◆ EXTRACT TO READ ◆
—————

DETAILED DESCRIPTION OF THE PREFERRED EMBODIMENTS

[0022] An embodiment of an antenna device of the present invention will be described below with reference to the drawings. Fig. 1 is a schematic diagram of the antenna device according to the present invention. Fig. 2 is a diagram showing a relationship between return loss and frequency in the antenna device shown in Fig. 1.

[0023] The antenna device 1 shown in Fig. 1 is used in a wireless communication device, such as a mobile phone, a smartphone, or a tablet computer, and provided with a grounding pattern 2 on a board (not shown). A first linear antenna element 3 is connected to the grounding pattern 2. This first linear antenna element 3 is provided with a first linear antenna element portion 3a and a second linear antenna element portion 3b. The first linear antenna element portion 3a extends unidirectionally (upward in Fig. 1) and linearly in a thick and short fashion from the grounding pattern 2. The second linear antenna element portion 3b extends linearly in an elongated fashion in a direction orthogonal to the first linear antenna element portion 3a (leftward in Fig. 1) from a distal end of the first linear antenna element portion 3a.

[0024] Also, a feeding point 4 insulated from the grounding pattern 2 is provided on the board. A second linear antenna element 5 is connected to this feeding point 4. The second linear antenna element 5 is provided with a first linear antenna element portion 5a and a second linear antenna element portion 5b. The first linear antenna element portion 5a extends unidirectionally (upward in Fig. 1) and linearly in a thick and short fashion from the feeding point 4. The second linear antenna element portion 5b extends linearly in an elongated fashion in a direction orthogonal to the first linear antenna element portion 5a (leftward in Fig. 1) from a distal end of the first linear antenna element portion 5 a.

[0025] The first linear antenna element 3 and the second linear antenna element 5 are capacitively coupled at a capacitive coupling portion 7 at their distal ends thereof. Specifically, a rectangular capacitive coupling portion 3c wider than the second linear antenna element portion 3b is provided at a distal end of the second linear antenna element portion 3b of the first linear antenna element 3. Similarly, a rectangular capacitive coupling portion 5c wider than the second linear antenna element portion 5b is provided at a distal end of the second linear antenna element portion 5b of the second linear antenna element 5. Only one side of the rectangular capacitive coupling portion 3c provided to the first linear antenna element 3 and only one side of the rectangular capacitive coupling portion 5c provided to the second linear antenna element 5 are disposed so as to face each other with a predetermined gap therebetween.

[0026] Thus, the first linear antenna element 3 connected to the grounding pattern 2 and the second linear antenna element 5 connected to the feeding point 4 are capacitively coupled at their distal ends. Therefore, resonance on a low frequency side of a first-order mode (a solid line denoted by a reference sign A in Fig. 2) and resonance on a high frequency side of the first-order mode (a solid line denoted by a reference sign B in Fig. 2) are capacitively coupled. Thereby, a wider bandwidth characteristic (characteristic denoted by a broken line in Fig. 2) of a bandwidth can be obtained than in the case of using only resonance on the low frequency side (the case of using only the solid line denoted by the reference sign A in Fig. 2).

—————

◆ DATASET RECORDS ◆

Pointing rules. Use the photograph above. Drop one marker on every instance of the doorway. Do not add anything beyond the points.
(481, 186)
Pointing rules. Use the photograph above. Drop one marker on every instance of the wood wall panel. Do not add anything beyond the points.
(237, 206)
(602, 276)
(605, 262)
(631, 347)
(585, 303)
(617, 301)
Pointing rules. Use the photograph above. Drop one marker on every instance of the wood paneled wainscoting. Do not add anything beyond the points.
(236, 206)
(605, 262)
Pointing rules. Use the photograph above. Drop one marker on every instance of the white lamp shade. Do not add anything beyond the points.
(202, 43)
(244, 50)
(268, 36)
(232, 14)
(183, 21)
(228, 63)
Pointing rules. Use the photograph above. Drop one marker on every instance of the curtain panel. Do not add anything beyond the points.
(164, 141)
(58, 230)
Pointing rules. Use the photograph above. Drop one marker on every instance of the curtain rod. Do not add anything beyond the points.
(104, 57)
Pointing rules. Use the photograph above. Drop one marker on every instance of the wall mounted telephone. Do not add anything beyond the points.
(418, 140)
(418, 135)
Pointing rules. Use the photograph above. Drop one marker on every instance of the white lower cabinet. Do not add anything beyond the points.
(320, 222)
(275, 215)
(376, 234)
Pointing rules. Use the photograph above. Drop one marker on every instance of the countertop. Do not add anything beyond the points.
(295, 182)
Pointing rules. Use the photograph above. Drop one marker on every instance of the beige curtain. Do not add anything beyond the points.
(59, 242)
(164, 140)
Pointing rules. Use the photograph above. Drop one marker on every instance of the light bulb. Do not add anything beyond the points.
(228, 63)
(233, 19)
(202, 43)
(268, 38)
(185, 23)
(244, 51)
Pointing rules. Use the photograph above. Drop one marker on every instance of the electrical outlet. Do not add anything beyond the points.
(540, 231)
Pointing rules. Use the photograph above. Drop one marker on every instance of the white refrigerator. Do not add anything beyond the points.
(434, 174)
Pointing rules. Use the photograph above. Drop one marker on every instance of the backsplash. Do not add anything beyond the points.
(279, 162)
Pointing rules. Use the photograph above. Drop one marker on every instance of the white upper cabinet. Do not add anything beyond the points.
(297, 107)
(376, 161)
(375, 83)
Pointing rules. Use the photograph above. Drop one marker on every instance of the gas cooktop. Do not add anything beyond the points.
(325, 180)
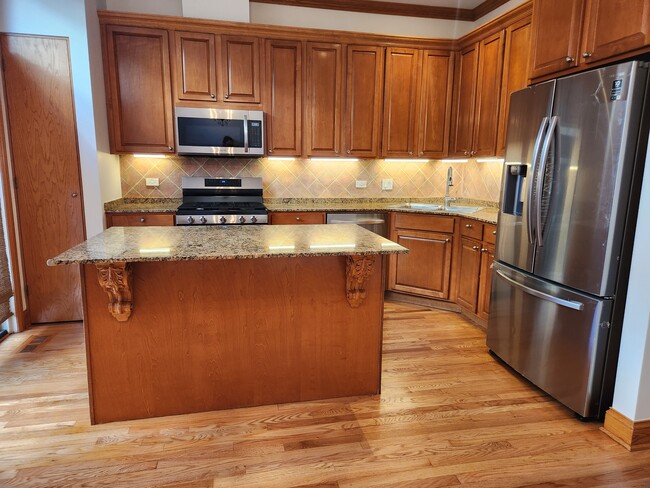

—————

◆ OBJECTIVES ◆
(A) Please repeat word for word the part of the antenna device description above that starts with the words containing "[0023] The antenna device" and ends with "element portion 3a.".
(B) Find each line of the rows above that contains the word "white", and copy those lines out.

◆ ANSWERS PROVIDED ◆
(A)
[0023] The antenna device 1 shown in Fig. 1 is used in a wireless communication device, such as a mobile phone, a smartphone, or a tablet computer, and provided with a grounding pattern 2 on a board (not shown). A first linear antenna element 3 is connected to the grounding pattern 2. This first linear antenna element 3 is provided with a first linear antenna element portion 3a and a second linear antenna element portion 3b. The first linear antenna element portion 3a extends unidirectionally (upward in Fig. 1) and linearly in a thick and short fashion from the grounding pattern 2. The second linear antenna element portion 3b extends linearly in an elongated fashion in a direction orthogonal to the first linear antenna element portion 3a (leftward in Fig. 1) from a distal end of the first linear antenna element portion 3a.

(B)
Pointing rules. Use the photograph above. Drop one marker on every instance of the white lamp shade. Do not add anything beyond the points.
Pointing rules. Use the photograph above. Drop one marker on every instance of the white lower cabinet. Do not add anything beyond the points.
Pointing rules. Use the photograph above. Drop one marker on every instance of the white refrigerator. Do not add anything beyond the points.
Pointing rules. Use the photograph above. Drop one marker on every instance of the white upper cabinet. Do not add anything beyond the points.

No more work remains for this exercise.